*** Opening of PROVIDED MATERIAL ***

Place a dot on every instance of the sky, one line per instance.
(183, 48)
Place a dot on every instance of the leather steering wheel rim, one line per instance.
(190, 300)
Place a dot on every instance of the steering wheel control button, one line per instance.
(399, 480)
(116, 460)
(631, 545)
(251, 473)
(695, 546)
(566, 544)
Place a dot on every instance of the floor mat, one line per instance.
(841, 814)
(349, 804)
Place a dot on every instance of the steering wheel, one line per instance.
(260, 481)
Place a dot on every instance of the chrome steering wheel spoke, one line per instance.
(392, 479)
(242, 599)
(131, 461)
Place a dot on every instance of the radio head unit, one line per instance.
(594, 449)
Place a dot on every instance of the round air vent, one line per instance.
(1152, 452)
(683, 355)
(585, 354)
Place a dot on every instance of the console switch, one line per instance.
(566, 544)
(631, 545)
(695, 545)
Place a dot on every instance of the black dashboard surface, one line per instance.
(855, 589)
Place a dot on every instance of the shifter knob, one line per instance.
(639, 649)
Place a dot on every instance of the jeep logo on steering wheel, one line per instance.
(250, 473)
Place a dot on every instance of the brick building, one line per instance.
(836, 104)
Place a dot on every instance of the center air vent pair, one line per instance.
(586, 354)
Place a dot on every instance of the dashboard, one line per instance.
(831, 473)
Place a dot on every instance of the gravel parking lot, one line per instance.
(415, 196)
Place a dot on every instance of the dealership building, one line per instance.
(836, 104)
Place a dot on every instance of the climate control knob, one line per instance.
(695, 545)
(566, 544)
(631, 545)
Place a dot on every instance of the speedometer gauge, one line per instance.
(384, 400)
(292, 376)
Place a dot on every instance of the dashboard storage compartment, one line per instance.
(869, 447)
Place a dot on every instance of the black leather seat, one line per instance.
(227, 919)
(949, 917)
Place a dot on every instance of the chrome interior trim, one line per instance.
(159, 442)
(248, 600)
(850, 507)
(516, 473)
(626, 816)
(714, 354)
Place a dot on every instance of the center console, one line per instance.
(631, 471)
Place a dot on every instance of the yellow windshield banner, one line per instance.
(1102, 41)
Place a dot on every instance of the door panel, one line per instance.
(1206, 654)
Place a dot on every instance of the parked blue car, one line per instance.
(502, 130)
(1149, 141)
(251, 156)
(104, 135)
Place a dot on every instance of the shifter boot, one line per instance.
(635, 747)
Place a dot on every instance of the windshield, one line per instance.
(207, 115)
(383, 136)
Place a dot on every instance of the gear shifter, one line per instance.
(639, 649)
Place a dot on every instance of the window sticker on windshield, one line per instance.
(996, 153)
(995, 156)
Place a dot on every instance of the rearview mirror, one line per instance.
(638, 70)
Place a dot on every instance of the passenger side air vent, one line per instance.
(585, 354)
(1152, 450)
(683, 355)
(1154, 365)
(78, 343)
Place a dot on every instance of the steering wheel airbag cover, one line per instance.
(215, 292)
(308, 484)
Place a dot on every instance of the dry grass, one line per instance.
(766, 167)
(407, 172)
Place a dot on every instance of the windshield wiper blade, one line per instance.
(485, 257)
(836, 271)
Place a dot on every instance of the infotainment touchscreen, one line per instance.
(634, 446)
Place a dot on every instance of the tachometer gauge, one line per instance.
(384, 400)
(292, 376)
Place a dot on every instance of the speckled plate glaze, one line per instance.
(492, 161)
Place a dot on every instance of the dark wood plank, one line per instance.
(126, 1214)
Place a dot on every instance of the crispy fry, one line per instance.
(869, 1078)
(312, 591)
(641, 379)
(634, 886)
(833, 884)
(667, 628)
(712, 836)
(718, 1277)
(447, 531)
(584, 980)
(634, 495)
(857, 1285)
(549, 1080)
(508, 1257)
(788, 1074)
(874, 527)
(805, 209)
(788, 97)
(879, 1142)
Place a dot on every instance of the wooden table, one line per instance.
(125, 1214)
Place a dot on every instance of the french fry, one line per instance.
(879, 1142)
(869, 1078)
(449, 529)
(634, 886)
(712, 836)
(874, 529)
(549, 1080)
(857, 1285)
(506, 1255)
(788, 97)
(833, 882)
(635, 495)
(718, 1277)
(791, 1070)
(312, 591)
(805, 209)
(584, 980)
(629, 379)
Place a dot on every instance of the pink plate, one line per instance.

*** Close of PROVIDED MATERIAL ***

_PROBLEM TO SOLVE_. Every record above needs to be restated exactly.

_ANSWER TO THIS PROBLEM_.
Place a dot on every instance of the sky, one line per instance.
(183, 48)
Place a dot on every instance of the leather steering wheel rim, one line per instance.
(190, 300)
Place a dot on every instance of the steering wheel control button, one line per instance.
(399, 480)
(116, 460)
(631, 545)
(251, 473)
(695, 546)
(566, 544)
Place a dot on every instance of the floor mat, one line per instance.
(841, 814)
(349, 804)
Place a dot on every instance of the steering wheel, one line per instance.
(260, 481)
Place a dot on every instance of the chrome steering wheel spoke, one line per instance.
(392, 479)
(242, 599)
(131, 461)
Place a dot on every instance of the radio head unit, one line per instance.
(594, 449)
Place a dot on every instance of the round air vent, one line per instance.
(1152, 452)
(683, 355)
(585, 354)
Place a dot on every instance of the console switch, one line per instance.
(566, 544)
(631, 545)
(695, 545)
Place a dot on every instance of the black dashboard surface, one line per instance.
(855, 589)
Place a dot on every instance of the shifter knob, one line per instance.
(639, 649)
Place a dot on every instance of the jeep logo on steering wheel, one line per instance.
(250, 473)
Place a dot on every instance of the brick building, one line per instance.
(836, 104)
Place a dot on every instance of the center air vent pair, one line per instance.
(586, 354)
Place a dot on every instance of the dashboard, one line per instance.
(831, 473)
Place a dot on every instance of the gravel parking lot, one line per instance.
(415, 196)
Place a dot on every instance of the dealership building, one line per instance.
(836, 104)
Place a dot on every instance of the climate control knob, one line per instance.
(695, 545)
(566, 544)
(631, 545)
Place a dot on every instance of the speedometer gauge, one line per instance.
(384, 400)
(292, 376)
Place a dot on every instance of the dashboard storage compartment, one line per instance.
(869, 447)
Place a dot on every instance of the black leather seat, one line per instance.
(227, 919)
(949, 917)
Place a dot on every instance of the chrome interior trim, one line per instance.
(159, 442)
(248, 600)
(850, 507)
(516, 473)
(626, 816)
(714, 354)
Place a dot on every instance of the center console, one line per instance.
(631, 471)
Place a dot on every instance of the yellow windshield banner, one line per instance.
(1102, 41)
Place a dot on every instance of the door panel, one line per instance.
(1206, 654)
Place a dot on every instance of the parked blue car, one line per instance.
(502, 130)
(1149, 141)
(251, 156)
(104, 135)
Place a dot on every instance of the shifter boot, one line per instance.
(635, 747)
Place a dot on every instance of the windshield, one line per instance.
(207, 115)
(383, 136)
Place a dot on every instance of the gear shifter, one line per instance.
(639, 649)
Place a dot on every instance of the window sticker on windshield, one line per instance.
(996, 153)
(995, 156)
Place a dot on every instance of the rearview mirror, one line per instance.
(638, 70)
Place a dot on every instance of the passenger side air vent, one line per instance.
(585, 354)
(1152, 450)
(683, 355)
(1154, 365)
(78, 343)
Place a dot on every instance of the steering wheel airbag cover, one line per instance.
(215, 292)
(308, 484)
Place a dot on every instance of the dry grass, one line per instance.
(766, 167)
(407, 172)
Place a dot on every instance of the windshield wiper blade, one line per instance.
(485, 257)
(836, 271)
Place a dot on every instance of the infotainment touchscreen, one line per instance.
(634, 446)
Place a dot on every instance of the tachometer gauge, one line per instance.
(384, 400)
(292, 376)
Place a dot on every instance of the speckled plate glaze, one line per instance.
(492, 161)
Place a dot on every instance of the dark wood plank, one line per instance.
(126, 1214)
Place a dot on every instance of the crispy fry, one line per instance.
(869, 1078)
(312, 591)
(641, 379)
(634, 886)
(833, 884)
(667, 628)
(712, 836)
(718, 1277)
(447, 531)
(584, 980)
(634, 495)
(857, 1285)
(549, 1080)
(508, 1257)
(788, 1074)
(874, 527)
(805, 209)
(788, 97)
(879, 1142)
Place a dot on every instance of the wooden table, one line per instance.
(125, 1214)
Place a dot on every instance of the french fry, one line per instance.
(879, 1142)
(869, 1078)
(449, 529)
(634, 886)
(712, 836)
(874, 529)
(549, 1080)
(857, 1285)
(506, 1255)
(788, 97)
(833, 882)
(635, 495)
(718, 1277)
(791, 1070)
(312, 591)
(805, 209)
(584, 980)
(629, 379)
Place a dot on every instance of the pink plate, one line per instance.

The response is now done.